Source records
---
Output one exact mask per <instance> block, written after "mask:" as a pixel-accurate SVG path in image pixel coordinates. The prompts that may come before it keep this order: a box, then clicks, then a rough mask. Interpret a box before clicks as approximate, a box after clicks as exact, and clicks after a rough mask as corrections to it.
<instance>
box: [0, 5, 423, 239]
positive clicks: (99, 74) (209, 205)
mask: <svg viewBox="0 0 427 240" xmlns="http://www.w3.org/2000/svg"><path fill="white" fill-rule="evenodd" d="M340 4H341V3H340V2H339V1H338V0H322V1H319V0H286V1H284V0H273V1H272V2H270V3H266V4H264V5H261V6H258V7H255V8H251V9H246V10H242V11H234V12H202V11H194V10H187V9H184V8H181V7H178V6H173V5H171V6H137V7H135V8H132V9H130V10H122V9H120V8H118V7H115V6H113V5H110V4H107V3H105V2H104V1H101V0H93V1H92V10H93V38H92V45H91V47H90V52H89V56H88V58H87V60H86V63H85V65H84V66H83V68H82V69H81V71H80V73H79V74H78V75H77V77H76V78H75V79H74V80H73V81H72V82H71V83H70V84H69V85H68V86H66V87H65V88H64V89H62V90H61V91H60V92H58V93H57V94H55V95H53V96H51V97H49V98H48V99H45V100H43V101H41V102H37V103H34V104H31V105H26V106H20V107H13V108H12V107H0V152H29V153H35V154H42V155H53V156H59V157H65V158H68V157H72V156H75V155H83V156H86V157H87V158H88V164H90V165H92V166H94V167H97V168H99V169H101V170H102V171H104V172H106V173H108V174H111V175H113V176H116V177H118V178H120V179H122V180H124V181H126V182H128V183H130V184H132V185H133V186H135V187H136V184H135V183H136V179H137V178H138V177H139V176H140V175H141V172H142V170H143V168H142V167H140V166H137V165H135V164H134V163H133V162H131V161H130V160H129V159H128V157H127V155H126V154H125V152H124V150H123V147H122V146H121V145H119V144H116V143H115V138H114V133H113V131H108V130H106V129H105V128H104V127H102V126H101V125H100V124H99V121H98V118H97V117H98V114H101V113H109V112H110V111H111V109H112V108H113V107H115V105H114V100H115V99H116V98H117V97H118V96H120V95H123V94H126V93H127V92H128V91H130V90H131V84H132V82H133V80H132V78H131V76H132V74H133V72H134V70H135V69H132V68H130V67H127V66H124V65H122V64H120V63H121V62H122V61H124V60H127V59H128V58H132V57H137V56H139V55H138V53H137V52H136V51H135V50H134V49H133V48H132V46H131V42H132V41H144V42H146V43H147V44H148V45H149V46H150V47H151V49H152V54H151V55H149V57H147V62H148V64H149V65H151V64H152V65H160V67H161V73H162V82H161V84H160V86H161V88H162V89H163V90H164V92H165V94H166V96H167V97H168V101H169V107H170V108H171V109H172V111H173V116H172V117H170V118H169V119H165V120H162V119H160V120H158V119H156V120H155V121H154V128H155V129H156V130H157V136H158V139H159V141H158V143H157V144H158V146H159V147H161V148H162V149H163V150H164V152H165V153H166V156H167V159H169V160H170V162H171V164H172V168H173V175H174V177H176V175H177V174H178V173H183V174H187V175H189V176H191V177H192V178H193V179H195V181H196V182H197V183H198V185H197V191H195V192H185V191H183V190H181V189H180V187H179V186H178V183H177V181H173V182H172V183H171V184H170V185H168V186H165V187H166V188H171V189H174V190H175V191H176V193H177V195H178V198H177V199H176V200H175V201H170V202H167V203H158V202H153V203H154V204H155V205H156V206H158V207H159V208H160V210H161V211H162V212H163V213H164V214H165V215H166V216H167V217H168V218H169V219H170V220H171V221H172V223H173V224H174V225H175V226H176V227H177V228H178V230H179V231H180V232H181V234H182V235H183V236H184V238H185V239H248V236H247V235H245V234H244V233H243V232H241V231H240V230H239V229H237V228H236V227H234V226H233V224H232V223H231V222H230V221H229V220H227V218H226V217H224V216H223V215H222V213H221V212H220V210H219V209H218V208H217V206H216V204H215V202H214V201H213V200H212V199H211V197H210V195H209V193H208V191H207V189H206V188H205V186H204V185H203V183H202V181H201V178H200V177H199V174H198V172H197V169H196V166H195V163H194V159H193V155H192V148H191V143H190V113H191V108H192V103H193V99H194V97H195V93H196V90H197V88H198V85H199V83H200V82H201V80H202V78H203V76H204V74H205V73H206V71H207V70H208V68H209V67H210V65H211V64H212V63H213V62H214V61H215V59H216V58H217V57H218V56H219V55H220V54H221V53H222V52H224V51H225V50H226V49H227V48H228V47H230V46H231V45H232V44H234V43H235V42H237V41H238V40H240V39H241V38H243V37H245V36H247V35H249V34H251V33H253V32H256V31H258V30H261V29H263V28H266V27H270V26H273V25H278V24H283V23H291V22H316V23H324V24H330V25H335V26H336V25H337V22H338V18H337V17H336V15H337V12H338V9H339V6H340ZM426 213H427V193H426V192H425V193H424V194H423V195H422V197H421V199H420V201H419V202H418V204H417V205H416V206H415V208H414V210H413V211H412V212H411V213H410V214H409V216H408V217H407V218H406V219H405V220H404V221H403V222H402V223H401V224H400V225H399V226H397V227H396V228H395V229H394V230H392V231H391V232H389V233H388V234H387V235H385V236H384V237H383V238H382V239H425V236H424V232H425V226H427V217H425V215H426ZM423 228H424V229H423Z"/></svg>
---
## What you have to do
Search the entries above for the string "clicks", and report each line where it occurs.

## Response
Output one exact mask per <instance> block, written after "mask:" as a pixel-accurate SVG path in image pixel coordinates. The prompts that may come before it keep this order: a box, then clicks, then a rough mask. Interpret a box before clicks as approximate, a box after clicks as exact, and clicks after a rough mask as corrections to it.
positive clicks: (99, 74) (209, 205)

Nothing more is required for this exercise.